_Kutipan Dokumen_
Senin, 03 November 2014

Ujian Dalam Pergaulan


Setiap minggu pagi, saya dan istri biasa sarapan pagi di luar, ada tiga pilihan tempat yang biasa saya datangi. Jika bukan bubur ayam depan rumah sakit umum, soto semarang jalan tanjung atau gudeg bu lusi di jalan laut yang menjadi pilihan. Kali ini saya memutuskan sarapan soto saja, maka mobil segera saya arahkan ke sana. Seperti biasa, tempat itu tampak penuh pengunjung pada jam-jam sarapan, karena warungnya memang kecil dan sempit sehingga tidak dapat menampung banyak orang.

Ketika saya bersama istri masuk dan mengambil tempat duduk, saya melihat ada empat kelompok keluarga yang sedang makan di situ. Yang dua saya kenal dan yang dua terasa asing. Ketika melewati meja salah satu yang saya kenal, kami saling bertegur sapa sejenak sebagai basa basi. Sedangkan di meja lain yang agak jauh, tampak seorang bapak yang saya kenal sedang asyik bersama keluarganya. Saya kenal karena merupakan salah seorang pelanggan tetap di bengkel saya.

_Blok Data_

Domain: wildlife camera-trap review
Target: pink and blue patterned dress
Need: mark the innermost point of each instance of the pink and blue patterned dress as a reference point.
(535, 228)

_Sasaran Tugas_
a. Tentukan apakah setiap pernyataan berikut sesuai dengan kutipan dokumen tentang sarapan soto: (i) pada pagi itu penulis memilih sarapan soto; (ii) di warung itu ada lima kelompok keluarga yang sedang makan; (iii) bapak di meja yang agak jauh dikenal penulis sebagai pelanggan tetap di bengkelnya. Jawab ya atau tidak untuk masing-masing, lalu kutip kata-kata penentu dari teks persis seperti aslinya.
b. Lanjutkan kutipan dokumen tentang sarapan di warung soto, mulai setelah kalimat terakhirnya.

_Hasil Tiap Tugas_
a.
(i) Ya: "Kali ini saya memutuskan sarapan soto saja"
(ii) Tidak: "saya melihat ada empat kelompok keluarga yang sedang makan di situ"
(iii) Ya: "Saya kenal karena merupakan salah seorang pelanggan tetap di bengkel saya."

b.
Pada beberapa kali kesempatan saya melemparkan pandangan ke arah mereka agar paling tidak saya bisa mengangguk dan tersenyum dari jauh untuk menunjukkan keramahan, namun dia tidak pernah melihat ke arah saya. Sambil menunggu pesanan datang, saya pun merenung. Mungkin dia sengaja memilih memalingkan muka dan berpura-pura tidak melihat.

Sebagai manusia, saya juga sering diuji dengan ‘kejujuran dan ketulusan’ dalam pergaulan dan sering harus jatuh bangun untuk lulus dari ujian itu. Karena meski saya mengenal Anda, ada saja lagak saya untuk pura-pura sibuk tidak melihat, apalagi menyapa saat berpapasan di jalan atau ketemu di suatu tempat. Ada bermacam-macam alasan, dan ada kalanya dorongan semacam itu manuasiawi sekali. 

Tidak setiap kali kita siap bertemu dengan orang lain, terutama ketika kita tengah merasa waktunya tidak tepat. Karena pertemuan itu, betapapun singkatnya, selalu mengundang konsekuensi, bisa jadi cukup ditanggapi dengan basa basi atau sekadar tegur sapa. Tapi jika kita pengabdi keramahan dan kesopanan tingkat tinggi maka bisa jadi pertemuan tidak disengaja itu, bukan soal  yang remeh lagi.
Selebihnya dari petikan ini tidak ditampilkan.